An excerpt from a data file

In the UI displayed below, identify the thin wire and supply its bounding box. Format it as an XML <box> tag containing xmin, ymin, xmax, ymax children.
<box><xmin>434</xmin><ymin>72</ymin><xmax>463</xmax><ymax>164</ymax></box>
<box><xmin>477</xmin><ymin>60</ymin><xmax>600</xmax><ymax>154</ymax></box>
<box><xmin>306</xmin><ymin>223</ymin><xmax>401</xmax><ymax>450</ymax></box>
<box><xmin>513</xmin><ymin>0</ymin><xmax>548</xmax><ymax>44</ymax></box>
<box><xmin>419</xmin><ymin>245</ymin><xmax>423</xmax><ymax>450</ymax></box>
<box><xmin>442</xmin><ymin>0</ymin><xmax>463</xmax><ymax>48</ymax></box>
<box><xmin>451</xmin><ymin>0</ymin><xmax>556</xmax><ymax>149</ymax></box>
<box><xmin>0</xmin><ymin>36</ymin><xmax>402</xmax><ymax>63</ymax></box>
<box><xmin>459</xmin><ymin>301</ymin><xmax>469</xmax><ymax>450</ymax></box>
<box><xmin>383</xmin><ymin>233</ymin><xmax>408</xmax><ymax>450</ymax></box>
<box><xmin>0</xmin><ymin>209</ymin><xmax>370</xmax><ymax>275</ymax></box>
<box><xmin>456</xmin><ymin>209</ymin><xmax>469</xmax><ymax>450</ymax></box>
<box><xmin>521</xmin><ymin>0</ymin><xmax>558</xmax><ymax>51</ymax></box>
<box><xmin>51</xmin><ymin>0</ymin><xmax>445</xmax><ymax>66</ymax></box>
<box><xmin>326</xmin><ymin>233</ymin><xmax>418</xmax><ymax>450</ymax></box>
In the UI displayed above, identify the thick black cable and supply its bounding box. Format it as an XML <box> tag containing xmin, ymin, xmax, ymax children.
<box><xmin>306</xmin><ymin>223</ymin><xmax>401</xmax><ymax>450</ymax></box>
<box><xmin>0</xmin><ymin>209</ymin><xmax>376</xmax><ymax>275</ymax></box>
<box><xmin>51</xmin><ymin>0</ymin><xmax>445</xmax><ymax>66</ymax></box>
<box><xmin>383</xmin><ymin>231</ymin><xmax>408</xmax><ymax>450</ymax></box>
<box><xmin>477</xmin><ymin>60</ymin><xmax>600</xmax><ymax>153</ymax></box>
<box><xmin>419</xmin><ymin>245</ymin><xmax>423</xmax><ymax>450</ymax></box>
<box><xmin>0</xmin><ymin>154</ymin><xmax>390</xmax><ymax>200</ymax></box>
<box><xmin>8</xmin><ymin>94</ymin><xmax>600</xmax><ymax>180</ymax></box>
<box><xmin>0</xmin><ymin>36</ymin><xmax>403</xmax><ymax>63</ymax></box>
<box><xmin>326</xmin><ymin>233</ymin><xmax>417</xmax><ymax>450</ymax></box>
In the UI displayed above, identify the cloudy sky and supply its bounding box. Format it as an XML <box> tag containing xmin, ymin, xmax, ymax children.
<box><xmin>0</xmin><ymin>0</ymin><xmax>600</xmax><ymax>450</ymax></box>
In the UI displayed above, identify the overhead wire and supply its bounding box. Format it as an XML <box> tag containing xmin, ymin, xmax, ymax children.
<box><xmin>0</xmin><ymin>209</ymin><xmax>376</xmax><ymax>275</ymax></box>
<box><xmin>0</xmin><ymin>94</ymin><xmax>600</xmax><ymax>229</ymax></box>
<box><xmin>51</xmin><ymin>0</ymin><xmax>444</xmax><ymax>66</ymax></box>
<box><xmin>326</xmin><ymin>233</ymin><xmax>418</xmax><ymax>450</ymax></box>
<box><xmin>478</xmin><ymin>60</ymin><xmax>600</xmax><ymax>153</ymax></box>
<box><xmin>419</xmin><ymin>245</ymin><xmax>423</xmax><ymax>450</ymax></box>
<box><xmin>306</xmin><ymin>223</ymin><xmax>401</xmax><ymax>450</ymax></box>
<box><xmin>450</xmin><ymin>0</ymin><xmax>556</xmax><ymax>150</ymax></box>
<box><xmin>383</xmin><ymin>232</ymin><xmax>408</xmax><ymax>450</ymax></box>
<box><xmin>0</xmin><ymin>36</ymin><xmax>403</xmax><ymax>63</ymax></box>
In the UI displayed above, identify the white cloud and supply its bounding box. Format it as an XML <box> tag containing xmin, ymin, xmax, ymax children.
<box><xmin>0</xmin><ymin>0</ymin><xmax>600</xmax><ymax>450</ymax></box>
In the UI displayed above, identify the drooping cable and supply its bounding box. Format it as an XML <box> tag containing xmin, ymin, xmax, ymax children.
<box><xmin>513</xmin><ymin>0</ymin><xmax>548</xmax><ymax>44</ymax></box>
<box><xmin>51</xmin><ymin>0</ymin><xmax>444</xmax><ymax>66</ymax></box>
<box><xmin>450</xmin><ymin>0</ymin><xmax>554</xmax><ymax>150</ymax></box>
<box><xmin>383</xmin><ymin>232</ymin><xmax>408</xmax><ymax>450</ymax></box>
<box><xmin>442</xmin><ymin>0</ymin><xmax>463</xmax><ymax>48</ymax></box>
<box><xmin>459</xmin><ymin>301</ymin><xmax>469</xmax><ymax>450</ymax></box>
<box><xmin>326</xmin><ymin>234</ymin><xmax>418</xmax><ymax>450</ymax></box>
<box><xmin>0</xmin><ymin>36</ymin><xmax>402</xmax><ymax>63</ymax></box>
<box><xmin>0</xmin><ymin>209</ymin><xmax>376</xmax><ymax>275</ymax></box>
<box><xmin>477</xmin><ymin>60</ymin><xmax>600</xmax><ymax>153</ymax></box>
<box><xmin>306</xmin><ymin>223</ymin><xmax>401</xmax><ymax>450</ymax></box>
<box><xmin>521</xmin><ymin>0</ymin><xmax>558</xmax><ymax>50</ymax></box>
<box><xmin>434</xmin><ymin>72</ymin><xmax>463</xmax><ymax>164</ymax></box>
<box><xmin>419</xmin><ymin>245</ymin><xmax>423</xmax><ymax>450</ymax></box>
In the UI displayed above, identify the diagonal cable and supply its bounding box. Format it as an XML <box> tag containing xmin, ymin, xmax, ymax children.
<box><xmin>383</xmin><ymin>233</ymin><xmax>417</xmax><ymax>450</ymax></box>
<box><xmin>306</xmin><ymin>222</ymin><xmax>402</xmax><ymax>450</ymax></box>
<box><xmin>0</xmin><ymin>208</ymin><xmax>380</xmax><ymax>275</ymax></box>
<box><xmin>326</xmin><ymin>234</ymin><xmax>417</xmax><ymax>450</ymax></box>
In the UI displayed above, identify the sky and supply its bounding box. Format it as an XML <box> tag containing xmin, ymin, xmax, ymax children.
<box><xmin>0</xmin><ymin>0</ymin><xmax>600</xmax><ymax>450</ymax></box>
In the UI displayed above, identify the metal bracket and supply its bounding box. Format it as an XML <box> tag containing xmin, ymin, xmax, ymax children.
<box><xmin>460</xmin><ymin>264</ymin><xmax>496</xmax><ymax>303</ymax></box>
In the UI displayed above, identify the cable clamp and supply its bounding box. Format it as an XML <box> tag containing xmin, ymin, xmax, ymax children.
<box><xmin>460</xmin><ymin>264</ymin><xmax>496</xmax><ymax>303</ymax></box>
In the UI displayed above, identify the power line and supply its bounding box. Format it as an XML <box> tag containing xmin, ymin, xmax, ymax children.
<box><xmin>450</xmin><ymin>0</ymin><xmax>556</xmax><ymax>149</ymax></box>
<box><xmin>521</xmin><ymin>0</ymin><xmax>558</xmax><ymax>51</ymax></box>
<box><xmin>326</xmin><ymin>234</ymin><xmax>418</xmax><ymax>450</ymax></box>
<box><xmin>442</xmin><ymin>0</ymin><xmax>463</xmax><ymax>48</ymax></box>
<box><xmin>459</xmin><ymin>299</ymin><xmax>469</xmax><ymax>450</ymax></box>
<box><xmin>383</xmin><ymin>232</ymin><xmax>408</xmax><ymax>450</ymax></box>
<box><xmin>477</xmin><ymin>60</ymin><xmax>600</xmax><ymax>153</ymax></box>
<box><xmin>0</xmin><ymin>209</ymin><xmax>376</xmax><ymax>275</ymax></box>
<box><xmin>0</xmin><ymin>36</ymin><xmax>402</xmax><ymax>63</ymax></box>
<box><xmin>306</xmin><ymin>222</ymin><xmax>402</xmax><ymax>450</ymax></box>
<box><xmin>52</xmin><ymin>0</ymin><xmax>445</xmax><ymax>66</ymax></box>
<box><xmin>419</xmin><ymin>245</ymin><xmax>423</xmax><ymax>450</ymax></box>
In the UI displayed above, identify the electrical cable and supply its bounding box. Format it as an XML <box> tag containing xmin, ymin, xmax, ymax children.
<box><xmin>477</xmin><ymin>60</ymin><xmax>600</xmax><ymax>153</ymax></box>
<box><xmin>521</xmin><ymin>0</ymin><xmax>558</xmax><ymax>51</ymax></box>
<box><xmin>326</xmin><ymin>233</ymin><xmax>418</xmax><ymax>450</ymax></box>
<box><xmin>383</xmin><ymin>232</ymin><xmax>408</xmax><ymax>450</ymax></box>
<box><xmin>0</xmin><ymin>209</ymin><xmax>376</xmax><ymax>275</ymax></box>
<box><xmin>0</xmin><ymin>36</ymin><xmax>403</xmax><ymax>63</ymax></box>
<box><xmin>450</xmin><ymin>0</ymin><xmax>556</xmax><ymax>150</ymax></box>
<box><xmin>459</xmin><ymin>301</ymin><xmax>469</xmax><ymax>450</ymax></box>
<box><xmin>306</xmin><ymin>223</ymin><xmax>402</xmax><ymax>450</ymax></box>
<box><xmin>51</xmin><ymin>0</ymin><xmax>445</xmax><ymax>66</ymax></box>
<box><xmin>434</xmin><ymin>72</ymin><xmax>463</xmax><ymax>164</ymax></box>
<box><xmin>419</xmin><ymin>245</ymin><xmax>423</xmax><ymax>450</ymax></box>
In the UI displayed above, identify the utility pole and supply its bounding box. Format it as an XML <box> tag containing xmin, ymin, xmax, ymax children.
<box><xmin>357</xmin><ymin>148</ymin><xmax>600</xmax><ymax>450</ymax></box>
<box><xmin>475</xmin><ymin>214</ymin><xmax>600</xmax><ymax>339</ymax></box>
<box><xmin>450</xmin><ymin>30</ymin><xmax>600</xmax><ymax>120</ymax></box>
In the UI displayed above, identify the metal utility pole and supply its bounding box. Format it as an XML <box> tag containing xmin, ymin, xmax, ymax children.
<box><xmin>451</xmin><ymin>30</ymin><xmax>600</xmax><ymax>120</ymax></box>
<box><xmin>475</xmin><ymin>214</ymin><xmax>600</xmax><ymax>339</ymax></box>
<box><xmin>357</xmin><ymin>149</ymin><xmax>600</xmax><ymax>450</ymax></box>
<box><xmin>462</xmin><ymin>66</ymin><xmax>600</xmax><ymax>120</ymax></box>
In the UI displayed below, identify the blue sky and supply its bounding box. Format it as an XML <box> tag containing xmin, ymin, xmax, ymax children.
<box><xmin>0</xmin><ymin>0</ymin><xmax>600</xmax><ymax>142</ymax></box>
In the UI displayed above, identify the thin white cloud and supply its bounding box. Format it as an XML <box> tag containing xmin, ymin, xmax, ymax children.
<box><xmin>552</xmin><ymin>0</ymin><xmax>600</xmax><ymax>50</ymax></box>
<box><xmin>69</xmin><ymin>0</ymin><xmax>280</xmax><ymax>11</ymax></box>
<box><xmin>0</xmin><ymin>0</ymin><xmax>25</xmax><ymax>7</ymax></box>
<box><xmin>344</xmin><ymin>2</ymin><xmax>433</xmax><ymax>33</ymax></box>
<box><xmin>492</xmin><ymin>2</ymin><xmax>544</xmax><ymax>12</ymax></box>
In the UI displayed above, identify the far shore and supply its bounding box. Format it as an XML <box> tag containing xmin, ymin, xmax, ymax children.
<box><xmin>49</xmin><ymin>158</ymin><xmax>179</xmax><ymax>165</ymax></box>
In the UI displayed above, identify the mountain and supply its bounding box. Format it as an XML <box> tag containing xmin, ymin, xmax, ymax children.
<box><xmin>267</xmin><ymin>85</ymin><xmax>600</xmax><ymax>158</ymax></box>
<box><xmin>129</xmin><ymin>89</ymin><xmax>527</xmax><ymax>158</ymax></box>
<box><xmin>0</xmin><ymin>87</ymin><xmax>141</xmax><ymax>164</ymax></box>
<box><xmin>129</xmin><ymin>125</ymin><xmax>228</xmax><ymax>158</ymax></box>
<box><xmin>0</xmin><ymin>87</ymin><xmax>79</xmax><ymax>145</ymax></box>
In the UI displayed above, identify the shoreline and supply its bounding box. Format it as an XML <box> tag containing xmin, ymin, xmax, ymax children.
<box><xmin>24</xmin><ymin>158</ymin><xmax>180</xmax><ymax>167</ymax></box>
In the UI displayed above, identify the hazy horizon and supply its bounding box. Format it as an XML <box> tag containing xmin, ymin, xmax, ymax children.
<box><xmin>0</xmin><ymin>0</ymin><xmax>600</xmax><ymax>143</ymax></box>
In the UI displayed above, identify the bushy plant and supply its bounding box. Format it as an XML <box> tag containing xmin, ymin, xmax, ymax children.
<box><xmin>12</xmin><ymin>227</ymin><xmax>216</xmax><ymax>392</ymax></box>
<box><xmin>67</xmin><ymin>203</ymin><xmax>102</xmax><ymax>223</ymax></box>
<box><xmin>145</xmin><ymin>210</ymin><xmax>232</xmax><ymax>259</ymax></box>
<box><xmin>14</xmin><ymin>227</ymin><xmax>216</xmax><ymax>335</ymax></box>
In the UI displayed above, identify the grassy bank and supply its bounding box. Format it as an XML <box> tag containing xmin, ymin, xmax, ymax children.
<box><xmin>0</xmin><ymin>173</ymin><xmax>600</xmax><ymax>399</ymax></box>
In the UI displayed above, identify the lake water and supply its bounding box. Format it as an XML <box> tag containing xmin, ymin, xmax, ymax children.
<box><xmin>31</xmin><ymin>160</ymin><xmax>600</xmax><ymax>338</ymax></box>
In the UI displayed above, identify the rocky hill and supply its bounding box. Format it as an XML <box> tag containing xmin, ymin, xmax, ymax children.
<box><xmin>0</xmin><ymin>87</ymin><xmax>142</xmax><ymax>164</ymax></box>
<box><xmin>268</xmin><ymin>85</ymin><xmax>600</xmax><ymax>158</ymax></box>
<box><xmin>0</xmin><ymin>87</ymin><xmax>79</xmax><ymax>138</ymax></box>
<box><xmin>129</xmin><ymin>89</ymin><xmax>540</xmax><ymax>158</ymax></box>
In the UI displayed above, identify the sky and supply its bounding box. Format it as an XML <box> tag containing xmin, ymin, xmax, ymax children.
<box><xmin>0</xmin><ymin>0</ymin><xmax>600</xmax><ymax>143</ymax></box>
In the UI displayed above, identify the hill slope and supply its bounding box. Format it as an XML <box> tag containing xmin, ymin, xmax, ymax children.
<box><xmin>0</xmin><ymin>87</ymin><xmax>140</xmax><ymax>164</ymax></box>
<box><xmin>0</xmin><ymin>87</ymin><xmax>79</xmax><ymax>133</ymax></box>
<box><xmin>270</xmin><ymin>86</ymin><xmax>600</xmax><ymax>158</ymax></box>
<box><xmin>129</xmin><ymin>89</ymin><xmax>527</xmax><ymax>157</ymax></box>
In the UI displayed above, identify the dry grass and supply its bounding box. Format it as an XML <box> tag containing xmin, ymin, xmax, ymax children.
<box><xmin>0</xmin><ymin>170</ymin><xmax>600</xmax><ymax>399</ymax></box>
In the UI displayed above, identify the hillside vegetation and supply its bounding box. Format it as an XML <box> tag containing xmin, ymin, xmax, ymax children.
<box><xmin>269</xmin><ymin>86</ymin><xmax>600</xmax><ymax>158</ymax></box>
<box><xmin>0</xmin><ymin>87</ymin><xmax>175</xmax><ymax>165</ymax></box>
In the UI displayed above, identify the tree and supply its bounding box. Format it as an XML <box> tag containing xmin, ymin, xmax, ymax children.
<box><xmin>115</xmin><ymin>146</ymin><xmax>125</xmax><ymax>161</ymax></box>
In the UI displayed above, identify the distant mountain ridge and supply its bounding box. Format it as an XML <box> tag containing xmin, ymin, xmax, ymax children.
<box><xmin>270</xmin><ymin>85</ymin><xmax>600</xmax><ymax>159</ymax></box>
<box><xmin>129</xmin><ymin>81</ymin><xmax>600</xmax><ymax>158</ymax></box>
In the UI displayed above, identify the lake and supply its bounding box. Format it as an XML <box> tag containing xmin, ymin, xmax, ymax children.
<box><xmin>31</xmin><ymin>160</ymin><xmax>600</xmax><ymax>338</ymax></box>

* **EXERCISE DESCRIPTION**:
Find every line in the items above that contains the word "mountain", and copy each of those lines in full.

* **RESPONSE TO THIS EXERCISE**:
In the UI displayed above, identify the mountain and supply its bounding box. Format it as an XML <box> tag containing xmin, ymin, xmax, ymax children.
In the UI displayed above, identify the distant mountain ridge and supply its bounding box. Format it as an XML <box> tag containing xmin, ymin, xmax, ymax children.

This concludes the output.